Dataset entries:
====

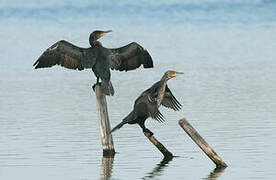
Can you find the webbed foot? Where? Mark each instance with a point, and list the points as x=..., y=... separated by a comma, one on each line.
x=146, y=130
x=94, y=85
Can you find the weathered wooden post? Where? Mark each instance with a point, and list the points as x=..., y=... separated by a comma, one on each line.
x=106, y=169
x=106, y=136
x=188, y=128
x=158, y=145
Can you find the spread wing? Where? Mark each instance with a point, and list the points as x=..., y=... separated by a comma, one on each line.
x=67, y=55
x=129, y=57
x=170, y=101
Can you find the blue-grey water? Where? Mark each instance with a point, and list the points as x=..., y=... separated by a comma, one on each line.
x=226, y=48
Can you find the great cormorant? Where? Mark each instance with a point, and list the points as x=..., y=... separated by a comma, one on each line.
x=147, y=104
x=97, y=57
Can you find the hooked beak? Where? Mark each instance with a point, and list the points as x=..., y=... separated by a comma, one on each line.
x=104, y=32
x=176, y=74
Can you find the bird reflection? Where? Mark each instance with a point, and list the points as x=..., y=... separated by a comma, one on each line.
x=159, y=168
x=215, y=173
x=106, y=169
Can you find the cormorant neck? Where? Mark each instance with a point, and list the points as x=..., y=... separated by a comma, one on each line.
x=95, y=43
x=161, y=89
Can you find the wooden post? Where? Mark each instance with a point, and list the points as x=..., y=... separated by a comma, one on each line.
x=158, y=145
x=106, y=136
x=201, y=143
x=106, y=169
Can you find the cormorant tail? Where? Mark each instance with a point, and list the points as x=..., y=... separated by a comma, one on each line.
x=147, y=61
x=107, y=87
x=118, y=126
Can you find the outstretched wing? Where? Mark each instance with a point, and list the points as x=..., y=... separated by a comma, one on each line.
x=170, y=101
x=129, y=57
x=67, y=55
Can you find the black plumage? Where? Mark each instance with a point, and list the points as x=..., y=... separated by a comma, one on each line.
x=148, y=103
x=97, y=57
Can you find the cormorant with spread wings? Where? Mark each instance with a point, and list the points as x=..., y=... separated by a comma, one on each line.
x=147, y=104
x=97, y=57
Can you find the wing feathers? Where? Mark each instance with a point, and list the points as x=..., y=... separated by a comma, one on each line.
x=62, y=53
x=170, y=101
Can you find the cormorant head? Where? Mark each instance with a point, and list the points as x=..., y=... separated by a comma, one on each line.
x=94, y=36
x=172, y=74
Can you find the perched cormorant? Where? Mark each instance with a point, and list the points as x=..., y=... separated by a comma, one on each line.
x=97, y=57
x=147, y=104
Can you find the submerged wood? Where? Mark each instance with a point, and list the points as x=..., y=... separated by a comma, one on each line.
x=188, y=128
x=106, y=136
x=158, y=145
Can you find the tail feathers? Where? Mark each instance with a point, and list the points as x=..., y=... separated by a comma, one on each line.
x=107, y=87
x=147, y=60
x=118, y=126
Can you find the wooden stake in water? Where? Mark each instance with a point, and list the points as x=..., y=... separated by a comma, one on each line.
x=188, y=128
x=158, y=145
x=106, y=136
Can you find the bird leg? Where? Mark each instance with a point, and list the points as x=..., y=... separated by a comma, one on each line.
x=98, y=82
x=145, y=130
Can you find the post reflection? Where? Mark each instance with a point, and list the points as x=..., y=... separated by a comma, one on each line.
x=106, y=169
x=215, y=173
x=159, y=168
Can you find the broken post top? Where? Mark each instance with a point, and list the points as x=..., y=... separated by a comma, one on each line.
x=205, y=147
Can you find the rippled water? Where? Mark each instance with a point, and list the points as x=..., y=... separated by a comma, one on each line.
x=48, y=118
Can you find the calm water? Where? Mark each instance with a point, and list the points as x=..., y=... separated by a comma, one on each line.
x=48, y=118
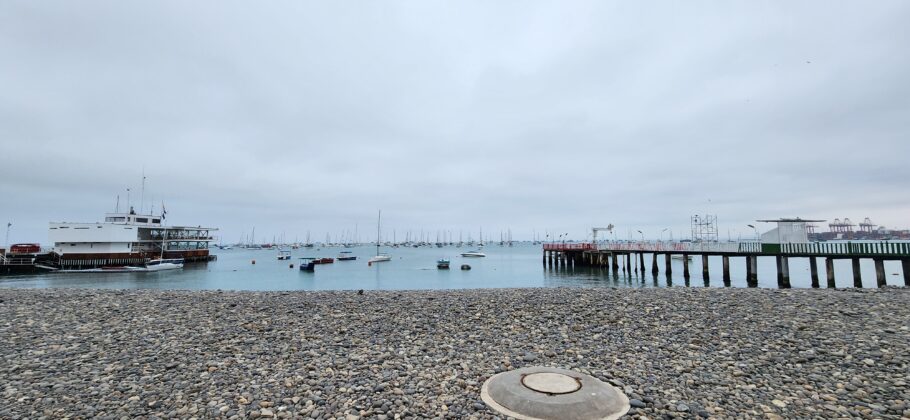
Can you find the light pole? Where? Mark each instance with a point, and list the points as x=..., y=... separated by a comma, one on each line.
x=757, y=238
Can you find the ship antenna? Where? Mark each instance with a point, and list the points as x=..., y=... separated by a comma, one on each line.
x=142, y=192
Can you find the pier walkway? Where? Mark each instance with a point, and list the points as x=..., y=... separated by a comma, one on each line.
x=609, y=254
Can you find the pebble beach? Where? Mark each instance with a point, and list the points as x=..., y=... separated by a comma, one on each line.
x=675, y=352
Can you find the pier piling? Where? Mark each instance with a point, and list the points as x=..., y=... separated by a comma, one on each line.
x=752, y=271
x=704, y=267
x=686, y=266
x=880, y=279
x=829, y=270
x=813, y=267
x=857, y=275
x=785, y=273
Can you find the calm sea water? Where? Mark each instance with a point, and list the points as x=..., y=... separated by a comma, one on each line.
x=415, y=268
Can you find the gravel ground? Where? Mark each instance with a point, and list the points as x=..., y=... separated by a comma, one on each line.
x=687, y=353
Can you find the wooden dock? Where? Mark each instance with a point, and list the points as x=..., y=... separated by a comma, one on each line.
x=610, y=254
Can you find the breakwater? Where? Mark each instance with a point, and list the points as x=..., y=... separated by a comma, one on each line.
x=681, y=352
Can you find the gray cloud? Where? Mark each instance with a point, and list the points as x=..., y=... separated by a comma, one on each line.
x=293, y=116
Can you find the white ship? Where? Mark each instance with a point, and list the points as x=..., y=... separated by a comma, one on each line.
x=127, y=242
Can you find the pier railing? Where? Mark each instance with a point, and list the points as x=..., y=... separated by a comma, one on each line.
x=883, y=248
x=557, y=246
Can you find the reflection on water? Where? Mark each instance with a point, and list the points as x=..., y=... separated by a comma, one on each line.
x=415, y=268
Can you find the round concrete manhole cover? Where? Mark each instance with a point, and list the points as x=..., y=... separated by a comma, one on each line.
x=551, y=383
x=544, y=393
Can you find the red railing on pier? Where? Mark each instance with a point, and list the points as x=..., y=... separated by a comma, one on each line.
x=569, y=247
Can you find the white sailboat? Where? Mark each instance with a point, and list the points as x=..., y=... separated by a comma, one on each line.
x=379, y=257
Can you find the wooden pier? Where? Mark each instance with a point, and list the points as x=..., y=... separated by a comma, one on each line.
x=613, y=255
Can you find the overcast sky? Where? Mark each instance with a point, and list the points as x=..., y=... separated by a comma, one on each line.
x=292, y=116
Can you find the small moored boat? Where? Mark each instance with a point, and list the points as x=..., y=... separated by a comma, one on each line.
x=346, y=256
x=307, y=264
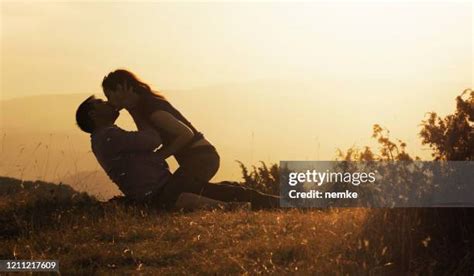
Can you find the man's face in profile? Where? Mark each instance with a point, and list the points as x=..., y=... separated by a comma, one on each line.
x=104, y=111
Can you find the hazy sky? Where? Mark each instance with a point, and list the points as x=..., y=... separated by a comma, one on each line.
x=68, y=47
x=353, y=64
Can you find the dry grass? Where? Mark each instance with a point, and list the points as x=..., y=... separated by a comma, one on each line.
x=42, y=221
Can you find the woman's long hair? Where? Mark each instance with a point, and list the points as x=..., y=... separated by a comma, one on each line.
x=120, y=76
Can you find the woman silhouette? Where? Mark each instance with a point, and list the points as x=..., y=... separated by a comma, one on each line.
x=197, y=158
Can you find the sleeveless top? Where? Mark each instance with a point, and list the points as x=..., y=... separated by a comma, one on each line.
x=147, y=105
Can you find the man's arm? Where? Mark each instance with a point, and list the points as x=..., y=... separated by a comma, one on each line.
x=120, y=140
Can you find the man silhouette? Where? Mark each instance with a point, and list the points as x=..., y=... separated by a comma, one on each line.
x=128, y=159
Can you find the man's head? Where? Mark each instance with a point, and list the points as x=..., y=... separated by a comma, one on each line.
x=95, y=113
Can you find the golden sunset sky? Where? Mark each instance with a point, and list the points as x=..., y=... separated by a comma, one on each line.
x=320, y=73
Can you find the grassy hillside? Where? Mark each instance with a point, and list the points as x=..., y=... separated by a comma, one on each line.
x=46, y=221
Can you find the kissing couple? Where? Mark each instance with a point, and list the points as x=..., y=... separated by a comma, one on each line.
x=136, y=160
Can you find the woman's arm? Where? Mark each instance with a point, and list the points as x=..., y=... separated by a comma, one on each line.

====

## To do
Set down only the lines from the line with "Can you find the man's arm?" through the last line of the data above, keeping both the first and the last.

## Task response
Can you find the man's arm? Where? Mark each instance with a point, and list the points as x=..., y=... separated by a comma, one on each line.
x=120, y=140
Can you find the man silhouette? Where? Mark each instance with a point, and list the points as x=..., y=... separated by a comma, one on each line.
x=128, y=159
Can you find the man's head? Where? Mark each instance with a point, and list the points as x=..., y=... separated by a comma, one on each line.
x=95, y=113
Can you find the golden sunset sky? Where? Mark each instance with a point, and list the points as x=..., y=... separated by a comma, one on each line.
x=320, y=73
Can you find the grassy hillside? Where? Mark each instance with a point, and list the points as x=..., y=... separated by a comma, one on each line.
x=46, y=221
Can you find the kissing couple? Where? Mark each instance with a point, and list the points as x=..., y=... separated by a comma, one on each line.
x=136, y=160
Can you find the woman's arm? Where? Mark each instance with a point, and list the points as x=..., y=... separated by a comma, one on each line.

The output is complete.